# EXERCISE AIM
List every dollar amount stated in the court excerpt below.

# QUOTED PASSAGE
━━━━

AFLAC, Inc., formerly American Family Corporation, the appellee/plaintiff, brought the instant action against Peter Williams, appellant/defendant, seeking declaratory relief as to the enforceability of an agreement in which the chairman of AFLAC agreed to retain Williams to provide legal representation to the corporation for a seven-year period, beginning on January 1, 1988. AFLAC terminated the contractual agreement on June 24, 1991. Williams responded to the declaratory action, and asserted counterclaims against AFLAC and employees of the corporation for damages, based upon AFLAC's breach of the 1987 contract. Thereafter, Williams moved to dismiss AFLAC's declaratory action based upon the failure of the corporation to state a claim upon which relief can be granted, and AFLAC moved for a judgment on the pleadings, or in the alternative, for summary judgment. Following a hearing on the motions, as well as AFLAC's motions to dismiss Williams' counterclaims and to compel discovery, the trial court granted AFLAC's motion for summary judgment on Count 1 of the plaintiff's complaint and on Williams' counterclaims. 1 Without explanation, the trial court concluded that the purported contract between the parties was null and void, and, therefore unenforceable. This appeal followed. 2
It is undisputed that Williams had been providing legal services to AFLAC for several years prior to 1987. On December 11, 1987, Williams and John Amos, chairman and chief executive officer of AFLAC, discussed the continuation of Williams' representation of the corporation, and mutually decided to execute their agreement in writing. John Amos signed the December 11, 1987, agreement on behalf of AFLAC, whereby the corporation agreed to retain Williams for legal representation for a seven-year period beginning January 1, 1988, at a rate of $4,950 per month for the calendar year of 1988, with the monthly rate increasing to $7,500 per month on January 1, 1992, $10,000 per month on January 1993, and for the period thereafter, the retainer would increase by $12,000 per year. The agreement was subject to automatic renewal on the same terms, beginning December 31 1995, for an additional five years, unless terminated for just cause at least 90 days prior to the expiration of the term. Upon such termination, AFLAC would be responsible for damages in an amount equal to 50 percent of the sums under the remaining terms, plus renewal of the agreement.

━━━━

Object point labels:
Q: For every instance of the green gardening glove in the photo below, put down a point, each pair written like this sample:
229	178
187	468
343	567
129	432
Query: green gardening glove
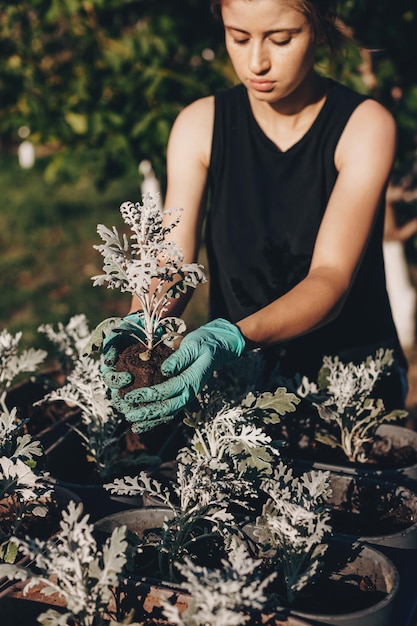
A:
202	352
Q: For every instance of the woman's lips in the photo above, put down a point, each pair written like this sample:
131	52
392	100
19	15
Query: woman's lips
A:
261	85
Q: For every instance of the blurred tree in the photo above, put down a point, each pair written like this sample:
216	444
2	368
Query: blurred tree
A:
99	82
103	78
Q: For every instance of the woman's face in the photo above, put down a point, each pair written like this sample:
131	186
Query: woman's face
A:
271	45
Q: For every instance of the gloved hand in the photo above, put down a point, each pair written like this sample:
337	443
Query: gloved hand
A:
200	353
113	344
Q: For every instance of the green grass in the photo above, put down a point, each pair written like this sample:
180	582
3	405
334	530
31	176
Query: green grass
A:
47	261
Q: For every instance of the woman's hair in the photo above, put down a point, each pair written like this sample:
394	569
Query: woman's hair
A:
321	15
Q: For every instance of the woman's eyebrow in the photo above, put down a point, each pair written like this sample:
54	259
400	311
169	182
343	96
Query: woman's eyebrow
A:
273	31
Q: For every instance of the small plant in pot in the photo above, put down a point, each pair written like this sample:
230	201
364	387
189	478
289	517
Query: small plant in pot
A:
349	415
149	265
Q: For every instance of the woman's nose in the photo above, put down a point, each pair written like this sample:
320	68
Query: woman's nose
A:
259	59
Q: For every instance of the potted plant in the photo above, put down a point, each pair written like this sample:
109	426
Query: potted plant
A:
96	449
214	489
49	422
28	502
79	580
354	432
149	265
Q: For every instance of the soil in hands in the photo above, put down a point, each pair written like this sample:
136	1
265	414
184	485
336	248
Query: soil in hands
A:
145	372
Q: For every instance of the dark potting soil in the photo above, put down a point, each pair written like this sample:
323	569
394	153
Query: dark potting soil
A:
336	597
380	455
372	522
145	372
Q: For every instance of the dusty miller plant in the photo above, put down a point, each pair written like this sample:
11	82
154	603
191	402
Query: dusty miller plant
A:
224	464
100	429
231	595
23	490
342	399
13	363
293	526
148	265
69	339
193	517
21	486
73	566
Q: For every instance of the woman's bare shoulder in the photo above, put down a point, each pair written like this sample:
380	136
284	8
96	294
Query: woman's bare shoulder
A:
370	131
193	129
198	114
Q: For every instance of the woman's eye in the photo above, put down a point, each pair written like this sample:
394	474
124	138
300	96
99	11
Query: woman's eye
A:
281	42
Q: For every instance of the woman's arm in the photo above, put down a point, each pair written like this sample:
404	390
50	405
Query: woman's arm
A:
188	158
363	158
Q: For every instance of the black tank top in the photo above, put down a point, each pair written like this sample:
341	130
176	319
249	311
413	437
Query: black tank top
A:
266	207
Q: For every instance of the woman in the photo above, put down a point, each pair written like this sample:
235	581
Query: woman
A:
295	167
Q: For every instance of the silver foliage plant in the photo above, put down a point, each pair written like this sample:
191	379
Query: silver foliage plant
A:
74	567
342	399
85	389
229	595
22	488
69	339
147	264
293	526
13	362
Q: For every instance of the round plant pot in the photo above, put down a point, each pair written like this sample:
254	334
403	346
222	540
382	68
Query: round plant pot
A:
386	513
397	437
360	562
400	546
375	569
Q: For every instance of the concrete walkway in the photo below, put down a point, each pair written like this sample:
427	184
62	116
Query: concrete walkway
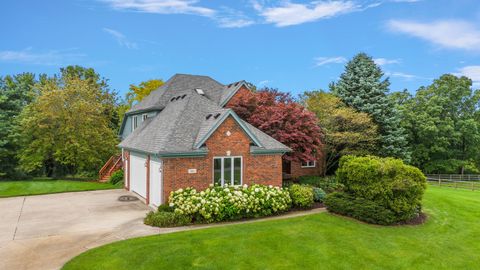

━━━━

# FULL SOLUTION
$4,950, $7,500, $10,000, $12,000